A block of data:
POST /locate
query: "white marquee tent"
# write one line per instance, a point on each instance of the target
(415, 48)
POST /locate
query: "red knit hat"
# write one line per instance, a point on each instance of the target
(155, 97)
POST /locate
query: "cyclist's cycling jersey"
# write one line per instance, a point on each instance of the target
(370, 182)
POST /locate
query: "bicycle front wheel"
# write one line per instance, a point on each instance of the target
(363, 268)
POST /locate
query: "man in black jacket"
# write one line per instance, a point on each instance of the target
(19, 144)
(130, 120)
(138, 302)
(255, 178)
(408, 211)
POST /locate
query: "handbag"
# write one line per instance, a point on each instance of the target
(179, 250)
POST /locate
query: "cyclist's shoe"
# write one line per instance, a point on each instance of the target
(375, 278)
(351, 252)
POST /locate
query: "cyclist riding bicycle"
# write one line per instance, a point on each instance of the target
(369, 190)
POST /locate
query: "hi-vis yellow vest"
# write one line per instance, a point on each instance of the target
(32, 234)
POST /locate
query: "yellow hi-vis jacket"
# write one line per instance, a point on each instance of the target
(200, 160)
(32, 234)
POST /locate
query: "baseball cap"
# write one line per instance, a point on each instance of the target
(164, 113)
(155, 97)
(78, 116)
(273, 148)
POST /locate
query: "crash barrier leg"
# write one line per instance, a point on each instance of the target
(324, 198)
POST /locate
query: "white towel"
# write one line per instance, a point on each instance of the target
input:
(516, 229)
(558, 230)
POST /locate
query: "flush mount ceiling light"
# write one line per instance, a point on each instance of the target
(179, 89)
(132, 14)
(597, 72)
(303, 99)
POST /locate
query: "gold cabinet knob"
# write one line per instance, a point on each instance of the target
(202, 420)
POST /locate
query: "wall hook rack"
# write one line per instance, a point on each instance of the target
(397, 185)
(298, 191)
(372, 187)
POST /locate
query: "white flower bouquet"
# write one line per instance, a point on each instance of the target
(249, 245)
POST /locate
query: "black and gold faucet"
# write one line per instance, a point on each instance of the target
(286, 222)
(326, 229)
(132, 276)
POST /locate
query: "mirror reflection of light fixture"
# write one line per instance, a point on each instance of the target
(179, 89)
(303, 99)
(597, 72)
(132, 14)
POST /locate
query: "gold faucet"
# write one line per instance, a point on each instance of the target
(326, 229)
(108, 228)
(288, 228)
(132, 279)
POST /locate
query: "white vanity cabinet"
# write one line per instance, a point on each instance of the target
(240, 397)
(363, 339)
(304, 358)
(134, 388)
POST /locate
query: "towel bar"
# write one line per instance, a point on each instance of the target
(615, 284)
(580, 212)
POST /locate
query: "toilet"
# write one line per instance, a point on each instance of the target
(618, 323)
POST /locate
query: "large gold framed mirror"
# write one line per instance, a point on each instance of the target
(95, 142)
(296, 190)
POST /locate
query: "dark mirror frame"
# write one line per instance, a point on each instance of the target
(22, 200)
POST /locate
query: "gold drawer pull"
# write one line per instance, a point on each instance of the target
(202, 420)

*Goal:* Please quote the data above in full, with no line missing.

*Solved problem:*
POST /locate
query: "white marquee tent"
# write one line per instance, a point on each instance of the target
(415, 48)
POST /locate
query: "red knit hat"
# write one line per instance, a point on each instance of the target
(155, 97)
POST /locate
query: "cyclist's cycling jersey"
# write one line per instance, a point on each instance of the target
(370, 182)
POST /locate
query: "bicycle front wheel"
# write one line per instance, a point on each instance of the target
(363, 268)
POST /locate
query: "man in black jacket"
# write one line per instance, a point on each instance of the target
(19, 144)
(130, 120)
(138, 302)
(255, 178)
(408, 211)
POST /locate
query: "handbag"
# write one line per instance, a point on each instance of the target
(179, 250)
POST /locate
query: "cyclist's shoe"
# write one line per instance, a point on each instance of the target
(375, 278)
(351, 252)
POST /locate
query: "cyclist riding bicycle"
# write one line per instance, a point on each instance of the target
(369, 190)
POST /locate
query: "hi-vis yellow vest"
# write one line per instance, a point on each instance of the target
(32, 234)
POST /locate
query: "yellow hi-vis jacket"
# write one line per instance, a point on each instance of the target
(200, 160)
(32, 234)
POST /locate
query: "baseball cap"
# write one line per instance, a point on each instance of the target
(164, 113)
(155, 97)
(78, 116)
(273, 148)
POST /locate
query: "crash barrier leg"
# write one line per instance, a point on each instance of the target
(324, 198)
POST /locate
query: "white towel"
# write one line per instance, a point on each instance of the target
input:
(516, 229)
(558, 230)
POST /locate
query: "flush mount ceiling light"
# write one line per instance, a point on each instance of the target
(179, 89)
(132, 14)
(597, 72)
(303, 99)
POST /locate
query: "gold cabinet knob"
# write one line per instance, a point on each instance of the target
(202, 420)
POST /locate
query: "wall hook rack"
# write one line per instance, a point on each instance of the target
(397, 185)
(298, 191)
(372, 187)
POST /locate
query: "white flower bouquet"
# write one line per instance, a point on each instance of the target
(249, 245)
POST /locate
query: "black and gold faucet"
# write one line per instance, a point on each instance of the target
(286, 222)
(326, 229)
(132, 276)
POST /locate
query: "mirror reflection of light fixture"
# write one line per instance, a point on each instance of the target
(179, 89)
(303, 99)
(597, 72)
(132, 14)
POST /locate
query: "gold faucet"
# write one line per instance, a point on each instance of the target
(326, 229)
(108, 228)
(288, 228)
(132, 279)
POST /locate
query: "white vanity cabinet"
# write one line per instance, a point on each instance of the target
(240, 397)
(363, 339)
(304, 358)
(134, 388)
POST /locate
query: "towel bar"
# write one line per instance, a point on each instance of the target
(615, 284)
(580, 212)
POST /locate
query: "toilet"
# write one line per instance, a point on each instance of the target
(618, 323)
POST /locate
query: "large gold framed mirror"
# write one line per instance, a point on each instance of the target
(95, 142)
(296, 190)
POST /locate
query: "dark mirror frame"
# write one line per instance, a point on each instance of the target
(22, 200)
POST /locate
query: "gold drawer pull"
# write one line per instance, a point on each instance of the target
(202, 420)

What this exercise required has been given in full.